STUDY TEXT>
━━━━━━━━━━━━━━━━━━━━━━━━━━━━━━

BIO2017: States, Countries Attempt to Woo Companies at BIO

BIO2017: States, Countries Attempt to Woo Companies at BIO June 23, 2017
By Alex Keown, Breaking News Staff

SAN DIEGO – BIO International is a hotbed for recruiting activities. Throughout the multi-day conference, leaders from various U.S. states and international countries have been showcasing their respective regions and why companies should consider investing there.

That was the mission of Texas Secretary of State Rolando Pablos and the economic development delegation he led to BIO. In an exclusive interview with BioSpace, Pablos said he was promoting Texas as a potential home to pharma and biotech companies, as well as helping 15 different Texas-based companies network for potential partnerships. Pablos said his delegation was reaching out to U.S.-based companies as well as foreign trade leaders for potential deals.

“The idea is to expose them to our life science and biotech industries in Texas,” Pablos said.

But Pablos said he doesn’t want to just bring new biotech business to Texas. He is also facilitating ways to open other countries to Texas-based organizations.

“We’re focused on ensuring we’re competitive at the global level,” he said.

Not only is Texas a business-friendly state, Pablos said, but the state has made a concerted effort to diversify the state’s economy with a heavy focus on life sciences and biotech. State leaders did so by consulting with top business leaders to discover what kind of environment they needed to succeed.

“We’ve facilitated an environment that facilitates business and doesn’t get in the way,” Pablos said.

As an example, Pablos pointed to the growth of biotech business in Austin, Dallas, San Antonio, El Paso and Houston, as well as the high number of medical schools across the state.

He said the state has invested deeply in recruiting top researchers in the university system to go after the “best of the best.”

But at BIO Pablos was running into competition from other states. Economic development representatives from Georgia were also on-hand touting the attractiveness of the Peach State. E. Jane Caraway, director of Life Sciences and Corporate Solutions at the Georgia Department of Economic Development, highlighted the state’s benefits. She said Georgia is home to 400 life science companies that employ 20,000 people.

“In Georgia, we can do it from the birth of an idea, to the R&D, to the manufacturing and then ship it to anywhere in the world,” Caraway said.

━━━━━━━━━━━━━━━━━━━━━━━━━━━━━━

DATA RECORDS>
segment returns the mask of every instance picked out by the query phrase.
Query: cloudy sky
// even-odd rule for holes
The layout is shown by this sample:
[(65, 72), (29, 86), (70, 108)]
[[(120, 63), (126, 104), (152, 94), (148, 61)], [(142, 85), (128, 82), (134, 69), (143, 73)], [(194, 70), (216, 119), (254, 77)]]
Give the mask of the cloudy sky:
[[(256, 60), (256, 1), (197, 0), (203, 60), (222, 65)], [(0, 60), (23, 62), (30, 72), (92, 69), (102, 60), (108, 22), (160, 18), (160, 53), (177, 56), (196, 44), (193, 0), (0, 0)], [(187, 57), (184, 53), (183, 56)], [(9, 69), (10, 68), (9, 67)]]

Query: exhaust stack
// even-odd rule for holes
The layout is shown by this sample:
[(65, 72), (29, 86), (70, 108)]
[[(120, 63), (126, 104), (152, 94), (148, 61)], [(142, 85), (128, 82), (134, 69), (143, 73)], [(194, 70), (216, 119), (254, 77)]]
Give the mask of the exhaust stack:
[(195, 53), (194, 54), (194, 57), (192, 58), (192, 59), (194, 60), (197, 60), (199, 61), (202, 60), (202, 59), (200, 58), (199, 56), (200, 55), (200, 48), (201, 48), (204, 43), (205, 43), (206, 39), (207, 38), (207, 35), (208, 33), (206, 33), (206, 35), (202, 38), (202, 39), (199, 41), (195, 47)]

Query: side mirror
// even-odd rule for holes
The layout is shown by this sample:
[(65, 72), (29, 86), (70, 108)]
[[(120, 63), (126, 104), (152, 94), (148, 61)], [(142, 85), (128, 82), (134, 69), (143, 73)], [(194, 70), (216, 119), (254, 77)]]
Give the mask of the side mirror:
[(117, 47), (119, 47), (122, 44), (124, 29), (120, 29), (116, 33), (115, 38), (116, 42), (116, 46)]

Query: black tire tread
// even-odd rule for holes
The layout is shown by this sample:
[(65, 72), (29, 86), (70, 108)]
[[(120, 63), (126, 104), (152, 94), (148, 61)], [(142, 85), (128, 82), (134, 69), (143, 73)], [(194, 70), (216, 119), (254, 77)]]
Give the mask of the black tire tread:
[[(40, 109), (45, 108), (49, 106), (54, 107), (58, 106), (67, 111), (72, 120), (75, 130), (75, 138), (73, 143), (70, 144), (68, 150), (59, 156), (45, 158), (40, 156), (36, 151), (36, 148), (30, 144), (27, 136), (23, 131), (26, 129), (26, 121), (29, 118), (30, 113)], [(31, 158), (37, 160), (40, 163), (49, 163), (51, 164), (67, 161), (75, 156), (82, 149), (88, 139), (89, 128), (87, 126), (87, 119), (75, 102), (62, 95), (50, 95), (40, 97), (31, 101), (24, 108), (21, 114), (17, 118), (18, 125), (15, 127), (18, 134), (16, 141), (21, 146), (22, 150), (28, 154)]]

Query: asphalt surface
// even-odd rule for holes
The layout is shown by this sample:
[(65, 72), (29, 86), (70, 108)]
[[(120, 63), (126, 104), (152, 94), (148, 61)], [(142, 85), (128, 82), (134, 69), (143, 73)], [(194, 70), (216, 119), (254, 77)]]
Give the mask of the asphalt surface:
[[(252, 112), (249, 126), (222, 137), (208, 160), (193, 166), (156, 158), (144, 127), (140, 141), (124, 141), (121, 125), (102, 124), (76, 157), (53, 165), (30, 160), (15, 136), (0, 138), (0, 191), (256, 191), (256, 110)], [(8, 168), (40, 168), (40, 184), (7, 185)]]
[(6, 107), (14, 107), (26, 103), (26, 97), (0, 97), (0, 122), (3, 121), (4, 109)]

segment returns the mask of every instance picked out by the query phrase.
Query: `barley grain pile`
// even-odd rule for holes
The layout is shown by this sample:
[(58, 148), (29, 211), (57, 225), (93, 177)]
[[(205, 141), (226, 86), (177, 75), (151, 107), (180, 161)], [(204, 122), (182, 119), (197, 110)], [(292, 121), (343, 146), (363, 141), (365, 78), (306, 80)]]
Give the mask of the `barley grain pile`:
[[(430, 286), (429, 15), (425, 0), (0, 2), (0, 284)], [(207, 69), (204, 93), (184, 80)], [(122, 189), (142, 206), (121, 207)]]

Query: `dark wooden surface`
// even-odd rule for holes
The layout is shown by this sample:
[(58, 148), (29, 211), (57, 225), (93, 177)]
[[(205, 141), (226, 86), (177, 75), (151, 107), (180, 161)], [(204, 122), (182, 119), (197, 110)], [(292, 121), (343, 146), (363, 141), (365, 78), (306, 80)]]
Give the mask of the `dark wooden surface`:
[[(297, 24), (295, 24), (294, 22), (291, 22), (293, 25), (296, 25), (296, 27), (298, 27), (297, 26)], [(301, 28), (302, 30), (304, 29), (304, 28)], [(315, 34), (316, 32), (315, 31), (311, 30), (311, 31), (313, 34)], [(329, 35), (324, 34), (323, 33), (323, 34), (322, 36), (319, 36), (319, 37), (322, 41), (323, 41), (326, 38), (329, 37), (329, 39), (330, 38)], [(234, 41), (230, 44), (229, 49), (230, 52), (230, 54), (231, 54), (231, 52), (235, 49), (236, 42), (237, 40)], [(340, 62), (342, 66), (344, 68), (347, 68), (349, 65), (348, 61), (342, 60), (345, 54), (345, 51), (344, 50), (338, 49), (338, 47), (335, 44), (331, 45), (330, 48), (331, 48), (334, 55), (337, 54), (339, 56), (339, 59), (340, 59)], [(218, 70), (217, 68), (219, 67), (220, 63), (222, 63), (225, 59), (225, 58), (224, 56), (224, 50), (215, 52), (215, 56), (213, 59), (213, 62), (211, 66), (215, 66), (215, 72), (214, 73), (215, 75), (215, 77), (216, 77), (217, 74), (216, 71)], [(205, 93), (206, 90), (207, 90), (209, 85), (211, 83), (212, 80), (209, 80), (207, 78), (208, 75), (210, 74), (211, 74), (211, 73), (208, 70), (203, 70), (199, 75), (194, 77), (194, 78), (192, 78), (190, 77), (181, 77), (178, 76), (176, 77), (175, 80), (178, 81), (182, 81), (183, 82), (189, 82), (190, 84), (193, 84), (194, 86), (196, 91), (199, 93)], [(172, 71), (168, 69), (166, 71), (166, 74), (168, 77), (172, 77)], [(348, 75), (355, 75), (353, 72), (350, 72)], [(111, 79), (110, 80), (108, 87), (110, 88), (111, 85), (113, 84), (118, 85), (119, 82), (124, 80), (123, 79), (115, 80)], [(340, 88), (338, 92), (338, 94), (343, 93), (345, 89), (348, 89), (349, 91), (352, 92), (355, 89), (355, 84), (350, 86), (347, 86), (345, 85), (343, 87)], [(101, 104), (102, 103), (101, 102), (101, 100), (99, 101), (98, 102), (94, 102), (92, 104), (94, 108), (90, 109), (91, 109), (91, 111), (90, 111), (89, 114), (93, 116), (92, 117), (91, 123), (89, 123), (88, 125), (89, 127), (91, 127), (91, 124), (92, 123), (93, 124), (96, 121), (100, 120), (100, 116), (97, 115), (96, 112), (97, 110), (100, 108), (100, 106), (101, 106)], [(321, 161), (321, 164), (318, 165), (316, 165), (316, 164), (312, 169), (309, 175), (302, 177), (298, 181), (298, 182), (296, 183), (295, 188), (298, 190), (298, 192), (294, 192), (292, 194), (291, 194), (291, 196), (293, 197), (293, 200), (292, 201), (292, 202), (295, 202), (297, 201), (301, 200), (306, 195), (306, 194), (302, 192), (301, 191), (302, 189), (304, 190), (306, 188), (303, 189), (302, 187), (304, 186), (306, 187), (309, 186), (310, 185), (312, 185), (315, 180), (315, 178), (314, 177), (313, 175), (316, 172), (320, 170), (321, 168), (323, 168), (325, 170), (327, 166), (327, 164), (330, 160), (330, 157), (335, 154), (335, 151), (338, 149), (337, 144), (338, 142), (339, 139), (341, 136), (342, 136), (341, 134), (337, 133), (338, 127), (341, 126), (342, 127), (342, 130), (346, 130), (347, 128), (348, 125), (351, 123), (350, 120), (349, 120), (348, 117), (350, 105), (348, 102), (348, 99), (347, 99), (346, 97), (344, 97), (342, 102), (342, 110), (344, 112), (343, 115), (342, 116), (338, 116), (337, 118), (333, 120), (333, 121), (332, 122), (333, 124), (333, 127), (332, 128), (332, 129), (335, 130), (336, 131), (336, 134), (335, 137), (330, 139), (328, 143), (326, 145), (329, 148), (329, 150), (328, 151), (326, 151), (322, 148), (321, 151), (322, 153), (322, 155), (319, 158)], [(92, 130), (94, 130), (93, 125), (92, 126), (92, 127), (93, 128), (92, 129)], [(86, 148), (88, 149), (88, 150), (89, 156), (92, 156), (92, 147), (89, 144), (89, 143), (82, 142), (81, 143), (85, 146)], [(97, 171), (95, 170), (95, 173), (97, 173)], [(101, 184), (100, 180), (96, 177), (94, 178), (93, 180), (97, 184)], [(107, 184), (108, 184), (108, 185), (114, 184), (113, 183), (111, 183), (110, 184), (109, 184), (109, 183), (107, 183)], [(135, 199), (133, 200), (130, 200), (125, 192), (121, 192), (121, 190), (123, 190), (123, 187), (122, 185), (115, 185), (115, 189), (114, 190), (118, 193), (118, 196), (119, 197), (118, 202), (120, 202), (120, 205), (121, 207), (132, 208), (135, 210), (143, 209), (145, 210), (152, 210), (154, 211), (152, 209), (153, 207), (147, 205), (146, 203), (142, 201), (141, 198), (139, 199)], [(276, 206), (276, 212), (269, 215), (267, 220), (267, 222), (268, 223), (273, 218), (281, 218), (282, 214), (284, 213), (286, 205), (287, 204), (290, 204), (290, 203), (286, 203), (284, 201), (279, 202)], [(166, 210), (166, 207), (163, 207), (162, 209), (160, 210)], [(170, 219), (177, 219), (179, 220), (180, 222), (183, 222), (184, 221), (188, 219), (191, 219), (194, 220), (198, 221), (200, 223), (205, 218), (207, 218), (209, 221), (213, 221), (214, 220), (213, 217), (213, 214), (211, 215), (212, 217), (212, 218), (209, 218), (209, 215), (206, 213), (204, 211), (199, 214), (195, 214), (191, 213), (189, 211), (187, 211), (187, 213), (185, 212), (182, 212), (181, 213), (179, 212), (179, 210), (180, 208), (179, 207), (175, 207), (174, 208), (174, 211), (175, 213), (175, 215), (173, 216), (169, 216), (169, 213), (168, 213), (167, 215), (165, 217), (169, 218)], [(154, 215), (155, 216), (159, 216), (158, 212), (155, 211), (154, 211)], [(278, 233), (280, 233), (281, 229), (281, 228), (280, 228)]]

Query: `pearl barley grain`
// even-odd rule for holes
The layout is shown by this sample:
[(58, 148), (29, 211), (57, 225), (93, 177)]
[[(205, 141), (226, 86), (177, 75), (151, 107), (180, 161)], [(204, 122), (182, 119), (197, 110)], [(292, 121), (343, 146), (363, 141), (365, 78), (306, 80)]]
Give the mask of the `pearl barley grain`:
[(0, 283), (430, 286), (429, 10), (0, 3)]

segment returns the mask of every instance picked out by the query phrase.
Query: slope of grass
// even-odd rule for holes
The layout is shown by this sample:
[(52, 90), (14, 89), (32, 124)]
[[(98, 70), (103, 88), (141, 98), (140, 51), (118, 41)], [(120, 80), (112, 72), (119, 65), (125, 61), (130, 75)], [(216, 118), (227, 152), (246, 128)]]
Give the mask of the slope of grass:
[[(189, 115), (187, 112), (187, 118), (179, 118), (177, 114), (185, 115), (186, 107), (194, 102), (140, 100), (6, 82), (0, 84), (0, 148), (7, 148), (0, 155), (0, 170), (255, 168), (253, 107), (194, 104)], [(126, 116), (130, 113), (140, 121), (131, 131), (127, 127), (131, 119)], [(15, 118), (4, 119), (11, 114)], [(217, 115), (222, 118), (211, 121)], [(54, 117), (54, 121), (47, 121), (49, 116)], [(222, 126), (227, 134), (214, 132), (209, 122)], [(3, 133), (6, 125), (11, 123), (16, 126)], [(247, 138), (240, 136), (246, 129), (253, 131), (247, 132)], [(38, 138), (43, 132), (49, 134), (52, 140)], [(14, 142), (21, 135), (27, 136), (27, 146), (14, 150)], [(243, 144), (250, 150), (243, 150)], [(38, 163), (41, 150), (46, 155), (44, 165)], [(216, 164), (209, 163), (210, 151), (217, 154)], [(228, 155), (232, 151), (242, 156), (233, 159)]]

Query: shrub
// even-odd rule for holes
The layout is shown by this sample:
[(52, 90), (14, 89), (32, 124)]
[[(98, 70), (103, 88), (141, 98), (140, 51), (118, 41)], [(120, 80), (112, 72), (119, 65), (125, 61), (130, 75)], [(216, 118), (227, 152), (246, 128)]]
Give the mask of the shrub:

━━━━━━━━━━━━━━━━━━━━━━━━━━━━━━

COMPLETE THE FOLLOWING>
A. In the BIO2017 article, give the passage again starting at "That was the" and ending at "for potential deals.", replacing "delegation" with "team".
B. In the BIO2017 article, rewrite the paragraph beginning "But at BIO Pablos was running into competition" as a short list of its main facts.
C. Answer these questions from the BIO2017 article:
(i) How many Texas-based companies was Pablos helping to network?
(ii) Which Texas cities did Pablos name as examples of biotech growth?
(iii) How many people do Georgia's life science companies employ, according to Caraway?

ANSWERS BELOW>
A.
That was the mission of Texas Secretary of State Rolando Pablos and the economic development team he led to BIO. In an exclusive interview with BioSpace, Pablos said he was promoting Texas as a potential home to pharma and biotech companies, as well as helping 15 different Texas-based companies network for potential partnerships. Pablos said his team was reaching out to U.S.-based companies as well as foreign trade leaders for potential deals.

B.
- At BIO, Pablos faced competition from other states.
- Georgia's economic development representatives promoted the Peach State.
- E. Jane Caraway is director of Life Sciences and Corporate Solutions at the Georgia Department of Economic Development. She highlighted Georgia's benefits.
- She said Georgia has 400 life science companies employing 20,000 people.

C.
(i) 15
(ii) Austin, Dallas, San Antonio, El Paso and Houston
(iii) 20,000